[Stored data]

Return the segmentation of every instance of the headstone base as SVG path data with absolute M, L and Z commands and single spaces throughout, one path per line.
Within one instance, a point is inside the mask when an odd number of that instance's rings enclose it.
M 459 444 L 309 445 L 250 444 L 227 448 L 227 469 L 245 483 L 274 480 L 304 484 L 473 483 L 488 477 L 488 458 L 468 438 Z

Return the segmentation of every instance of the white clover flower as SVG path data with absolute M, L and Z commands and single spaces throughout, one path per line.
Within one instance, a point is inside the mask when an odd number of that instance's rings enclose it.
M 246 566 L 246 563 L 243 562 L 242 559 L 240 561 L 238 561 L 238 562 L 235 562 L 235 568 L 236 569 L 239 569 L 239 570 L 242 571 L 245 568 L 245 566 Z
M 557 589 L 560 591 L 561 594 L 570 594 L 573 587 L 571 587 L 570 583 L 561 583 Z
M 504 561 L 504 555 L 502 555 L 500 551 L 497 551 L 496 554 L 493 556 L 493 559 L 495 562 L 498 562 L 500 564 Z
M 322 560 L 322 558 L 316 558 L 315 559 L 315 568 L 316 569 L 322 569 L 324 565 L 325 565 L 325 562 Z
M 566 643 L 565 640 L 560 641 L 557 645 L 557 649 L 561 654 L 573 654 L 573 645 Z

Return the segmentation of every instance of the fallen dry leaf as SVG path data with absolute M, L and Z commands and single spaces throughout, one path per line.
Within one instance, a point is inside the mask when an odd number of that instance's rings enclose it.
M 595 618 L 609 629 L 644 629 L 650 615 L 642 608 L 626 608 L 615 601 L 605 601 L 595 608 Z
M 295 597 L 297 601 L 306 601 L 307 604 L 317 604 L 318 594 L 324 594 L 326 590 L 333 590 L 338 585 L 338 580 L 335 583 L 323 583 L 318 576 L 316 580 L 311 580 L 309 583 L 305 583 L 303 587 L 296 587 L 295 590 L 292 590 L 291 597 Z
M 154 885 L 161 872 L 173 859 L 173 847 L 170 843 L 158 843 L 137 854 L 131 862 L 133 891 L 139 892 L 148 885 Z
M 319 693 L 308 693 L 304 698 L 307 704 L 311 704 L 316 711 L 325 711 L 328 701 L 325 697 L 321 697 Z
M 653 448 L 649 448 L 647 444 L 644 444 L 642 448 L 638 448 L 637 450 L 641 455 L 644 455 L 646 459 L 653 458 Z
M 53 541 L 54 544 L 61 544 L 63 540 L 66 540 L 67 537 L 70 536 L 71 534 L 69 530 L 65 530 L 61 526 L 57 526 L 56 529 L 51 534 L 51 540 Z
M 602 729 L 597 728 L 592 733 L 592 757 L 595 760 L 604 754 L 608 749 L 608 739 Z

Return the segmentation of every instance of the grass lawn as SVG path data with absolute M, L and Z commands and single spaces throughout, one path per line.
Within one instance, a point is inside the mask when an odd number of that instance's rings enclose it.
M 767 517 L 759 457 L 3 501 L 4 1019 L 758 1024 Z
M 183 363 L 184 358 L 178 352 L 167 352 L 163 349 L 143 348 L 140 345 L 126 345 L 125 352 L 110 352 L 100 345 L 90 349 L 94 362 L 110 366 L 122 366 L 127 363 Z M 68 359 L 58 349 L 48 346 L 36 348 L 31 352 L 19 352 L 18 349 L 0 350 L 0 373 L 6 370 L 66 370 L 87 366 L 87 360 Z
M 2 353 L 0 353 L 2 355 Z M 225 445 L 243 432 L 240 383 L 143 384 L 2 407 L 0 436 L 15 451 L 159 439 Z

==

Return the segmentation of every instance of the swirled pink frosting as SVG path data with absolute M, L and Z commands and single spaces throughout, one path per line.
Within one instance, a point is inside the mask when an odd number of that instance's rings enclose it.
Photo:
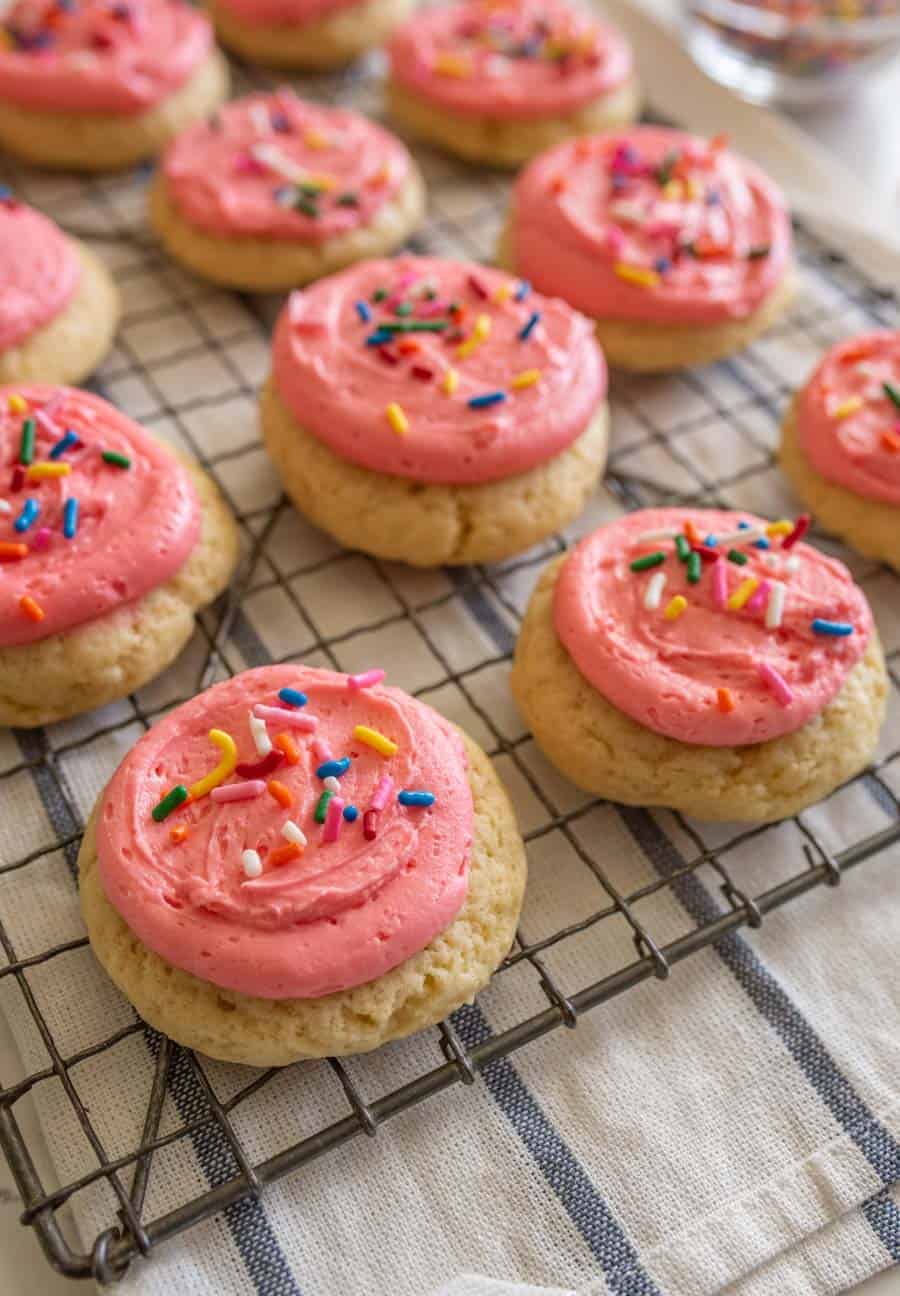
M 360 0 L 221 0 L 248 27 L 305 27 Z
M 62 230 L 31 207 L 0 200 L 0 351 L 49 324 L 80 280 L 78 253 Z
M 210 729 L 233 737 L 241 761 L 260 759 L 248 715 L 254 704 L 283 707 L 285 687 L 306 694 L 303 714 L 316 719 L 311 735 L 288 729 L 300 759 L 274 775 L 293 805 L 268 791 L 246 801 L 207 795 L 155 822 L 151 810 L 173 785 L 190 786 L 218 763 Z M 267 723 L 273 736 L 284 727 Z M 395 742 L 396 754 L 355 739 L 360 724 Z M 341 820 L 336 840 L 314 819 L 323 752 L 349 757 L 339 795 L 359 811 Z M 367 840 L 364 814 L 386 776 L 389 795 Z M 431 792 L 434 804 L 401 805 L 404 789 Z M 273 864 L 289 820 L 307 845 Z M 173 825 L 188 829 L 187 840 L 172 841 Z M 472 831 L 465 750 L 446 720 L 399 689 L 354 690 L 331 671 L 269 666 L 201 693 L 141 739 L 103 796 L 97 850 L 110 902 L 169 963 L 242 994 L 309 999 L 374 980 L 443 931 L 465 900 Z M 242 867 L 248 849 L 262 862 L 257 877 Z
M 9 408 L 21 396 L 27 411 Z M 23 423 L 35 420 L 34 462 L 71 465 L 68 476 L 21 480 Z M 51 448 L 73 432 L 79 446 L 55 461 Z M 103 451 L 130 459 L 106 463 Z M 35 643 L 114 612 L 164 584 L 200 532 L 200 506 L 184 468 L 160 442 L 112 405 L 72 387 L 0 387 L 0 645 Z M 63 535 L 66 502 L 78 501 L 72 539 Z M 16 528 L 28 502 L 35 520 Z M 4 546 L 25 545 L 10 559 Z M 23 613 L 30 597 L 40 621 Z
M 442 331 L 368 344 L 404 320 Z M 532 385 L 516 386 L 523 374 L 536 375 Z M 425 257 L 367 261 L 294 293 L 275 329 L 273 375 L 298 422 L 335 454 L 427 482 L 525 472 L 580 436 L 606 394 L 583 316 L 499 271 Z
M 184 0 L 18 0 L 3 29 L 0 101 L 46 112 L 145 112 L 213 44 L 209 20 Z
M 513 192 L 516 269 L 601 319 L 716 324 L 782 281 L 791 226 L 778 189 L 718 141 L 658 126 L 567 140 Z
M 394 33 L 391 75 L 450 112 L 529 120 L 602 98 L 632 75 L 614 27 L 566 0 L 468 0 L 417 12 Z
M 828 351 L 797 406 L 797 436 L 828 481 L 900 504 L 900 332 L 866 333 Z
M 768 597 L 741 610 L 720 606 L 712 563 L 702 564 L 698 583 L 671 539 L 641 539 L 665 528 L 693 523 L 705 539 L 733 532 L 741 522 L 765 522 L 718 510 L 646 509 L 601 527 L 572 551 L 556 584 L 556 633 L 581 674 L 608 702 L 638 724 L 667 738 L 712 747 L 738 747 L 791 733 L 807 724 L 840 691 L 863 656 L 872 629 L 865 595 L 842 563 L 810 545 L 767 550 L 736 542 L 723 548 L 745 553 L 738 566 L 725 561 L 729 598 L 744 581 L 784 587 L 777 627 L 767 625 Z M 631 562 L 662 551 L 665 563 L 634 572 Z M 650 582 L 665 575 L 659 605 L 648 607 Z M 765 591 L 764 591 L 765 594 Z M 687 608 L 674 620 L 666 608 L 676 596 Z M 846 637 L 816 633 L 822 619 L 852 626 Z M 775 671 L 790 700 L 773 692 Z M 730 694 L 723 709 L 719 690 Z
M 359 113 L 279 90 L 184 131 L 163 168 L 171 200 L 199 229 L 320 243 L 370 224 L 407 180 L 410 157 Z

• **Task requirements**
Pick every line of the data that includes the string "single".

• **Solution for this problem**
Return the segmentation of every instance of the headstone base as SVG path data with absolute M, L and Z commands and single spaces throughout, one path per line.
Return the segmentation of every instance of the white clover flower as SVG path data with absolute M, L and Z commands and single spaces throughout, one path per line.
Return the segmentation of every instance of the fallen dry leaf as SVG path data with absolute M, L and Z commands and single spaces throughout, one path per line.
Return the segmentation of every instance of the grass lawn as SVG path data with absolute M, L and Z commands and single spaces throughout, one path per line.
Return the segmentation of every instance of the swirled pink frosting as SVG path data with absolute M, L and Z commands and single spaces throughout, one path per line.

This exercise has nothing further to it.